— Required work —
A bare count is the expected answer, namely the number of lines in the records that have the word "wheel".

— Data for this exercise —
━━━━━━━━━━━━━━━━━━━━
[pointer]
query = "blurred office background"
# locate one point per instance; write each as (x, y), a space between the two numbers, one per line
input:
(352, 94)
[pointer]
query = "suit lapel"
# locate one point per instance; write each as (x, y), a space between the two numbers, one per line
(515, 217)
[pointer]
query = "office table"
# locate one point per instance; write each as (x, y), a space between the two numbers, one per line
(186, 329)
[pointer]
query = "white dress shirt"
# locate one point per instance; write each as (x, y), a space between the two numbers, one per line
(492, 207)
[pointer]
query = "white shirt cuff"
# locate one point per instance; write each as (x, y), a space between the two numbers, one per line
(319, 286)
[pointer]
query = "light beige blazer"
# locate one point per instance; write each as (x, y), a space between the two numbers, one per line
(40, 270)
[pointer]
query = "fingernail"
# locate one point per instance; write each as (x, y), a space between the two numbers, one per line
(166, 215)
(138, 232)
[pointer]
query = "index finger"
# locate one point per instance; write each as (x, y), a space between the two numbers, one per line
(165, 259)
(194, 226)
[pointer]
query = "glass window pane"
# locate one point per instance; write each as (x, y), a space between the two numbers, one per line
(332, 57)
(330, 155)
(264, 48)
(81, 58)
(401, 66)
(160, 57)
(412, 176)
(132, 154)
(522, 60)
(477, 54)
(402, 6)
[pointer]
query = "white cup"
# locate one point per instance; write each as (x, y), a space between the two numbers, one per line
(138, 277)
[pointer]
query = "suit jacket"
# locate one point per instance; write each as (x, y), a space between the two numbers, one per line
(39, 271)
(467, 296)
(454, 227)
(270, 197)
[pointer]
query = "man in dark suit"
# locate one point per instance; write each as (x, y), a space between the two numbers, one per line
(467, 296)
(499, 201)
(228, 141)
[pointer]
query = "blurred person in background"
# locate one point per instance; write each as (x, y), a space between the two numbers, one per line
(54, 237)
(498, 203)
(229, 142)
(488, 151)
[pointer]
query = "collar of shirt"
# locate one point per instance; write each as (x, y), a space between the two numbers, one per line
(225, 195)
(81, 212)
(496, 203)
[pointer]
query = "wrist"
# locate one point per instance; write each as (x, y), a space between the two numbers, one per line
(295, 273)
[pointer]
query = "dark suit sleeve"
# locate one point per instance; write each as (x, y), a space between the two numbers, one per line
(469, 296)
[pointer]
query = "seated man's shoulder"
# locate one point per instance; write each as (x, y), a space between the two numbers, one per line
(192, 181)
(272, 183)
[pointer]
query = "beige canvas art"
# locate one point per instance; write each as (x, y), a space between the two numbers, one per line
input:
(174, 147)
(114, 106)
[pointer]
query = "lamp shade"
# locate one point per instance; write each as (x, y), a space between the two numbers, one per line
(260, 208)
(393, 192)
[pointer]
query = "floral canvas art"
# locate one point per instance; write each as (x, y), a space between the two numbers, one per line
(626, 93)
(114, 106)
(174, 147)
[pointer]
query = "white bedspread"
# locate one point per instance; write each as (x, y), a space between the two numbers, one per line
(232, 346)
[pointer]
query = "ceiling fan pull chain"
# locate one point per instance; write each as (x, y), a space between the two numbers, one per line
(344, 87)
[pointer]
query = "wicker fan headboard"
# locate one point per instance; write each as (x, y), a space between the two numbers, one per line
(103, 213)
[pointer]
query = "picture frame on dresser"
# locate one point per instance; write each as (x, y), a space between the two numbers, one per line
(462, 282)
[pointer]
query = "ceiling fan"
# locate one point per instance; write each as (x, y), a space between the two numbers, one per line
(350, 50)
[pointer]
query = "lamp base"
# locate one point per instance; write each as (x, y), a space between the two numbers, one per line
━━━━━━━━━━━━━━━━━━━━
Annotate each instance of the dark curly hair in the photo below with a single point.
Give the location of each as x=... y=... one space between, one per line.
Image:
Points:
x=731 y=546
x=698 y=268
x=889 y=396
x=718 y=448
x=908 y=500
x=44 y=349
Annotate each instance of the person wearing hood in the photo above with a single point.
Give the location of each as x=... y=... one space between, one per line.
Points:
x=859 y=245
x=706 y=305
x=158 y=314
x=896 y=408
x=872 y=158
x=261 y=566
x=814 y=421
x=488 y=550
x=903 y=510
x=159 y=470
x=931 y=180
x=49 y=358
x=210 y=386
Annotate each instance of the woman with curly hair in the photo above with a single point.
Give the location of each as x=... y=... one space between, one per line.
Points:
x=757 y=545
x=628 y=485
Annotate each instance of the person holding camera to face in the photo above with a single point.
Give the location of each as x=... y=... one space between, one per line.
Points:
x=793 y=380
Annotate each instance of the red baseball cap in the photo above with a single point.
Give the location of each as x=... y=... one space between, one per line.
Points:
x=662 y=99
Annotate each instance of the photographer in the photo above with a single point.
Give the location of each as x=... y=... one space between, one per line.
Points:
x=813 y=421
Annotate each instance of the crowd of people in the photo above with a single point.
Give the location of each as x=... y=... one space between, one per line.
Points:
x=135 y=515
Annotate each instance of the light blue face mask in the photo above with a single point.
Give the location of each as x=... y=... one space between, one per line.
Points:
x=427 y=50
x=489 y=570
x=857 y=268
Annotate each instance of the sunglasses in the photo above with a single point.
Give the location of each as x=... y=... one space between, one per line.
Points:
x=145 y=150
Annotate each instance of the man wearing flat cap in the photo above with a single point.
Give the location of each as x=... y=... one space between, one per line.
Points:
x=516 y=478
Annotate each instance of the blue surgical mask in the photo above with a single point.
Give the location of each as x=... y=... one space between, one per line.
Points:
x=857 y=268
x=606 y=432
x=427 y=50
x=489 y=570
━━━━━━━━━━━━━━━━━━━━
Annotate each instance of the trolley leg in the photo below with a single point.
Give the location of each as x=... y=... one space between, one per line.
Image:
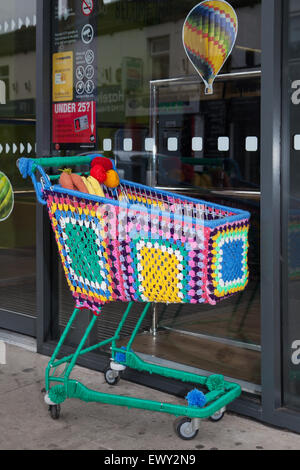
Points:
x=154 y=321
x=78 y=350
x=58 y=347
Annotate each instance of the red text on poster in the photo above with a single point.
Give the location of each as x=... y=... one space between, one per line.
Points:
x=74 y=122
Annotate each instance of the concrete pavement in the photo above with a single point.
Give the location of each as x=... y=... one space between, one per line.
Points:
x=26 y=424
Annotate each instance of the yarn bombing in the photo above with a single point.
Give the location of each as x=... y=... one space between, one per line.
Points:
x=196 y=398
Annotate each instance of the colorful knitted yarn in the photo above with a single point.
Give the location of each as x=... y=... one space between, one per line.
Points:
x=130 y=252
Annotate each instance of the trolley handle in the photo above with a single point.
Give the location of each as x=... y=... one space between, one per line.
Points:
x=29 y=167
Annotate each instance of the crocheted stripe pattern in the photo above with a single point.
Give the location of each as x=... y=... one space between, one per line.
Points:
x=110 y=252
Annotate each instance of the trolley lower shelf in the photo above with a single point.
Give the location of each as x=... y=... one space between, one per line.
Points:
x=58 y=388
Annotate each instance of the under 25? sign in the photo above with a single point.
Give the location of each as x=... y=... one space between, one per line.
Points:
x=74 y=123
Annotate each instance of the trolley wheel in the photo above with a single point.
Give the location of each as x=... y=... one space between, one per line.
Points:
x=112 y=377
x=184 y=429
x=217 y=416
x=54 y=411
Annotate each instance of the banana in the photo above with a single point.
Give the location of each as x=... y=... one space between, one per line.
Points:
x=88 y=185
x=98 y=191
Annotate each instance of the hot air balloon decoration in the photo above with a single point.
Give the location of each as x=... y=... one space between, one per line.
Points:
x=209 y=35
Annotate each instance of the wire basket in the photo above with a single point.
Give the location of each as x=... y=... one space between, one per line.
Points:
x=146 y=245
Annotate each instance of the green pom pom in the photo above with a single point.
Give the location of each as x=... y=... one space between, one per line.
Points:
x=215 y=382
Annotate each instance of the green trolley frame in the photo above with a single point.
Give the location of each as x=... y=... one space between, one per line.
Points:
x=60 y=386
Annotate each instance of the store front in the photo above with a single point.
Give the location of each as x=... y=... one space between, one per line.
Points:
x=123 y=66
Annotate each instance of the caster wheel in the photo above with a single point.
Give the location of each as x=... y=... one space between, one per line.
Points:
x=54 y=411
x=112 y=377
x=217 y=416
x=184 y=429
━━━━━━━━━━━━━━━━━━━━
— Exercise answer —
2